— Requirements —
Rescale the lines below that begin with the line containing "Target: boy with dark hair" and run through the last line, giving back only those lines with each coordinate multiplied by 1.4 and rounded to a whole number, halves up. Copy every other line in that part unchanged.

Object point labels:
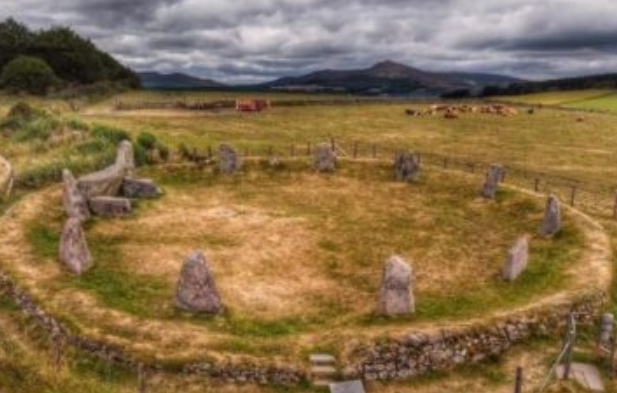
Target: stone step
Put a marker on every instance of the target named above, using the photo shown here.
(323, 371)
(322, 359)
(322, 383)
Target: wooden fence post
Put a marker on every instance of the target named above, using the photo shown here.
(518, 380)
(141, 378)
(572, 196)
(570, 337)
(611, 359)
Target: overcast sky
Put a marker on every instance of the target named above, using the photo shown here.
(255, 40)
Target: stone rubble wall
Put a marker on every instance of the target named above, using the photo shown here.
(395, 358)
(418, 353)
(6, 178)
(228, 371)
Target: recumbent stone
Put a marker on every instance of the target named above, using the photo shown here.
(110, 206)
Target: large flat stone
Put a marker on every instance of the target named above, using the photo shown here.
(108, 182)
(110, 206)
(347, 387)
(140, 188)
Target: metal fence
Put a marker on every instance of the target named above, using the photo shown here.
(594, 198)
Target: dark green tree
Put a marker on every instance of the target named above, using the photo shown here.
(27, 74)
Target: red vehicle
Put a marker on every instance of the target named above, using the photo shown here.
(252, 105)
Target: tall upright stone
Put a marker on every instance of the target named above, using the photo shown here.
(396, 293)
(493, 177)
(229, 159)
(516, 262)
(406, 166)
(196, 291)
(75, 203)
(551, 223)
(324, 158)
(125, 158)
(73, 250)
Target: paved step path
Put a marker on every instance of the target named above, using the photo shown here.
(323, 369)
(587, 375)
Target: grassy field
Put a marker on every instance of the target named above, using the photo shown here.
(295, 255)
(549, 141)
(600, 100)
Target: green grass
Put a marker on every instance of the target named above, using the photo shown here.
(602, 100)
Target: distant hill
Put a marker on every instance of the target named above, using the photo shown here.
(74, 59)
(604, 81)
(388, 77)
(155, 80)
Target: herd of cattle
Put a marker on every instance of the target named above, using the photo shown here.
(454, 111)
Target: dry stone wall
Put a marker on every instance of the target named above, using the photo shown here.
(418, 353)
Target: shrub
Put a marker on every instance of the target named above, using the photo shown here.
(147, 140)
(20, 114)
(28, 74)
(111, 134)
(141, 155)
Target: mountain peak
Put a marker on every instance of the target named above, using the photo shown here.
(392, 69)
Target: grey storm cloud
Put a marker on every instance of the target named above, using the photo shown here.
(249, 41)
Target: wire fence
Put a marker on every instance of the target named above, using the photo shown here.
(594, 198)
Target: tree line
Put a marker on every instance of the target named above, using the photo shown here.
(57, 57)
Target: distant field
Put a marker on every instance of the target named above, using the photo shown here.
(604, 100)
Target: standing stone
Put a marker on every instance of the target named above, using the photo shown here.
(74, 252)
(492, 180)
(607, 326)
(75, 204)
(324, 158)
(196, 291)
(395, 295)
(125, 158)
(517, 259)
(406, 166)
(229, 160)
(551, 223)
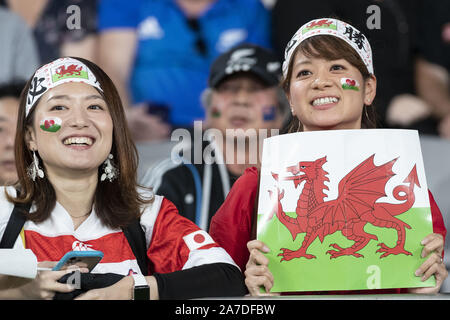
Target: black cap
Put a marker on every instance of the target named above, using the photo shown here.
(246, 58)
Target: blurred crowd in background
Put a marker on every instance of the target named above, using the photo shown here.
(158, 52)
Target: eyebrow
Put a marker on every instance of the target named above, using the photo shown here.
(302, 62)
(66, 97)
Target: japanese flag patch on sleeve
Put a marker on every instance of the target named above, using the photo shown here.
(198, 239)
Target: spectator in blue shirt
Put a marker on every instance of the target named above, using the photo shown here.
(158, 52)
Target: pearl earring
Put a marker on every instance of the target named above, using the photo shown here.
(110, 171)
(34, 169)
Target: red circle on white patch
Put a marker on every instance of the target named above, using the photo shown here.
(199, 238)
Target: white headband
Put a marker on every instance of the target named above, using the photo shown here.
(331, 27)
(53, 74)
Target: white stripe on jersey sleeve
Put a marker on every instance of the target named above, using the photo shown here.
(206, 256)
(148, 218)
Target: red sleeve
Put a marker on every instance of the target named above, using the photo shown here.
(169, 248)
(231, 226)
(436, 215)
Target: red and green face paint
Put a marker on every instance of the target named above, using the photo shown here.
(349, 84)
(50, 124)
(269, 113)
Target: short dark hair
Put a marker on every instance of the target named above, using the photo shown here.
(116, 203)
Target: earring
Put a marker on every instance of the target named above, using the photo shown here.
(110, 171)
(34, 170)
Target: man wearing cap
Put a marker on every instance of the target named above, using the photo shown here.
(243, 103)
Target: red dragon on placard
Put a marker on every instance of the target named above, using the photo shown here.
(354, 207)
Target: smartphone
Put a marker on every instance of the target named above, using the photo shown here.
(83, 259)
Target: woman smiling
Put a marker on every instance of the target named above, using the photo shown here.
(76, 165)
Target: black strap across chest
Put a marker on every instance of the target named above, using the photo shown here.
(134, 234)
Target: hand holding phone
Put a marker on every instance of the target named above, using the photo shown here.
(82, 259)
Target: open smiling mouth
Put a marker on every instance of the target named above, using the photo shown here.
(78, 141)
(324, 101)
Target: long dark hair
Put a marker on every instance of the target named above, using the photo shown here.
(117, 203)
(330, 48)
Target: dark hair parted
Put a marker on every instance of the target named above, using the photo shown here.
(330, 48)
(116, 203)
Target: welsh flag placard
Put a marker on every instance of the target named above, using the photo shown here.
(344, 210)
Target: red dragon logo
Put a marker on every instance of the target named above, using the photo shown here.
(319, 23)
(70, 70)
(354, 207)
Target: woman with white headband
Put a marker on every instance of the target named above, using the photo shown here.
(329, 81)
(77, 191)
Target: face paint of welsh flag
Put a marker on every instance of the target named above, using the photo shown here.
(50, 124)
(349, 84)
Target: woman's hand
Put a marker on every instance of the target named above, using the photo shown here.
(434, 265)
(121, 290)
(257, 273)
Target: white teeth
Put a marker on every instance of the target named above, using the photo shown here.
(78, 140)
(325, 100)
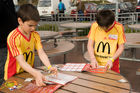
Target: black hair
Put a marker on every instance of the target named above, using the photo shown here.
(105, 18)
(28, 12)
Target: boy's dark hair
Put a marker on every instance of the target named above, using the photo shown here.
(28, 12)
(105, 18)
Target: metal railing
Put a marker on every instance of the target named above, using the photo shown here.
(51, 23)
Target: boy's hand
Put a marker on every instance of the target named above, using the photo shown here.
(39, 78)
(109, 64)
(53, 70)
(94, 63)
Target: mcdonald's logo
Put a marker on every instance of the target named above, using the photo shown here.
(104, 46)
(27, 55)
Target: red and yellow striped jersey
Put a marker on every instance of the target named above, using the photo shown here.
(18, 44)
(106, 42)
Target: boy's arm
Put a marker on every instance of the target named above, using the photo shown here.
(90, 48)
(38, 76)
(44, 58)
(119, 51)
(116, 55)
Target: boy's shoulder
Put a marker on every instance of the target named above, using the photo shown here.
(95, 24)
(35, 33)
(13, 33)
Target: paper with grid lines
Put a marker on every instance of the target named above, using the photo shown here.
(73, 67)
(61, 78)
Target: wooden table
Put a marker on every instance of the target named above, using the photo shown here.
(86, 83)
(75, 25)
(133, 42)
(63, 47)
(45, 35)
(134, 26)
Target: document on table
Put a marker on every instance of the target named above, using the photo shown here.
(74, 67)
(61, 78)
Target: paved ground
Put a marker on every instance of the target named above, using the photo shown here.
(128, 68)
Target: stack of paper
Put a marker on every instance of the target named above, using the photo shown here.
(61, 78)
(73, 67)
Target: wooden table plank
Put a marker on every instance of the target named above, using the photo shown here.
(81, 89)
(85, 83)
(101, 80)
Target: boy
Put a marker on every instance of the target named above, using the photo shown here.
(22, 42)
(8, 22)
(107, 37)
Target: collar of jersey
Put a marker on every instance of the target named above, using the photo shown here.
(24, 35)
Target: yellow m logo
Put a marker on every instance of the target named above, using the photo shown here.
(103, 45)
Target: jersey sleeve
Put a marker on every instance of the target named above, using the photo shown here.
(14, 46)
(121, 36)
(38, 43)
(91, 34)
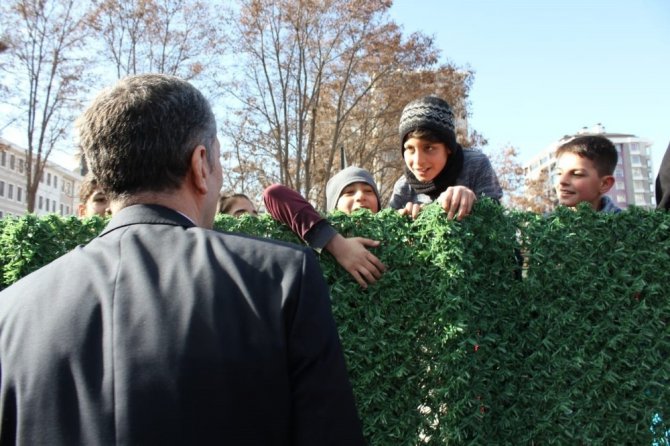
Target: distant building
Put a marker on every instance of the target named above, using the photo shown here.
(633, 174)
(57, 193)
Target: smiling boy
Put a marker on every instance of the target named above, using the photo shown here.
(584, 172)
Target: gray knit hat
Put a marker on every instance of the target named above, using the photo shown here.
(344, 178)
(431, 113)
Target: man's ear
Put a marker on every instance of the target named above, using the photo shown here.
(606, 183)
(199, 169)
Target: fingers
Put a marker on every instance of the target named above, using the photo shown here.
(411, 209)
(457, 201)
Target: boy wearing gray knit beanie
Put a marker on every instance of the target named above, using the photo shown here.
(349, 190)
(436, 166)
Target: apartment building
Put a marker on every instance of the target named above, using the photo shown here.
(634, 184)
(57, 192)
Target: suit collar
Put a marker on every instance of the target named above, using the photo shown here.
(147, 214)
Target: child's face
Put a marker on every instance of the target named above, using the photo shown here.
(357, 196)
(577, 180)
(425, 159)
(242, 206)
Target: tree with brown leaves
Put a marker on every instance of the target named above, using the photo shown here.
(43, 75)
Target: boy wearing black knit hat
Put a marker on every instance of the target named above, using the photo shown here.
(436, 166)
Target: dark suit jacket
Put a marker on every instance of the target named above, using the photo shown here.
(663, 182)
(159, 332)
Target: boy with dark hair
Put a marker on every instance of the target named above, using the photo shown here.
(584, 172)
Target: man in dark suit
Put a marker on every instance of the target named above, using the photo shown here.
(161, 331)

— Exercise solution —
Target: boy with dark hair
Put a marker on every instance of the target named above, using the photo shown here.
(818, 241)
Target: man in dark suit
Put a marker on every instance of the target named above, using the photo shown here.
(225, 463)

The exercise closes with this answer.